> [Given passage]:
The sacred scriptures are about loving God and caring for each other.
Like the Sadducees, we err when we remember what we should forget
and forget what we should remember.


 

That same day the Sadducees, who say there is no resurrection,
came to Jesus and asked, "Teacher, Moses said that if a man dies,
having no children, his brother shall marry his wife and raise up
offspring for his brother.

"Now there were with us seven brothers. The first died after he
had married, and having no offspring, left his wife to his brother.
Likewise the second also, and the third, even to the seventh.
Last of all the woman died. Therefore, in the resurrection, whose
wife of the seven will she be? For they all had her."

Jesus answered, "You are mistaken, not knowing the Scriptures
nor the power of God. For in the resurrection they neither marry
nor are given in marriage, but are like angels of God in heaven.

"Concerning the resurrection of the dead, have you not read
what was spoken to you by God, saying, 'I am the God of
Abraham,
the God of Isaac, and the God of Jacob'? God is not
the God of
the dead, but of the living." And when the multitudes
heard this,
they were astonished at His teaching.

                                                           Matthew 22:23-33 NKJV, condensed


                                       Life and Death 

Sadducees, Pharisees, scribes, high priests--all the elders of the faith
in Jerusalem were ganging up on Jesus. It was a high level meeting
of the minds. One common goal united them. They wanted to get
rid of this miracle-working teacher who undermined their authority
and attracted such huge crowds. The Sadducees did not believe in
the resurrection and with this question, mocked everyone else
who did. Jesus of Nazareth, have we got one for you!

> [Directions]: In the passage about the Sadducees' question to Jesus, what does Jesus say people in the resurrection are like?

Dataset rows
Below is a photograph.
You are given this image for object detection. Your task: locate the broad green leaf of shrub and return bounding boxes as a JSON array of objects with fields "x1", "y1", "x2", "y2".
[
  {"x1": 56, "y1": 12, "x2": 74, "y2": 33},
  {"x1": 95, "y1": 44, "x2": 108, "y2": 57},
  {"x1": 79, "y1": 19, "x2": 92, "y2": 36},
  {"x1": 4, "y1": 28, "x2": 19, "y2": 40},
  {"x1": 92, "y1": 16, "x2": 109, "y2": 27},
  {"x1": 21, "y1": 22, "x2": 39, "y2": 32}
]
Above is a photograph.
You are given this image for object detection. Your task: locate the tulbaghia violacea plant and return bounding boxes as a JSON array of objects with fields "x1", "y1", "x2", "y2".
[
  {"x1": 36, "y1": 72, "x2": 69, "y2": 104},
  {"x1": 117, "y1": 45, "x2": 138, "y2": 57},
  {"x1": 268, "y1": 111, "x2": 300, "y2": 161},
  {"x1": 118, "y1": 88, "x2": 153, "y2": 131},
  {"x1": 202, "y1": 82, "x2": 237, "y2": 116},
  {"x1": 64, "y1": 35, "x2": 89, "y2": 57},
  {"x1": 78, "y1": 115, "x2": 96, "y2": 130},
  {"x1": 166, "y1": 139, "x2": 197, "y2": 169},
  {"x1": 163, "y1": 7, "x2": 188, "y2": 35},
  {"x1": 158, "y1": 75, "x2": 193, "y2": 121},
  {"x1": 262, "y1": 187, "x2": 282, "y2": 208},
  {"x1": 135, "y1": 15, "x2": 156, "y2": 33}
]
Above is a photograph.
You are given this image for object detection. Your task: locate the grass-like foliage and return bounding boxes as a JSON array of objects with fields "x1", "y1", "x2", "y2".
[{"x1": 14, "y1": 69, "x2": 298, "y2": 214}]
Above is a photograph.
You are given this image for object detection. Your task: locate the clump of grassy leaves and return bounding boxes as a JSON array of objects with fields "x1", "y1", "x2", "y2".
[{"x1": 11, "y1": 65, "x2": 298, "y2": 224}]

> [Written answer]: They are like angels of God in heaven.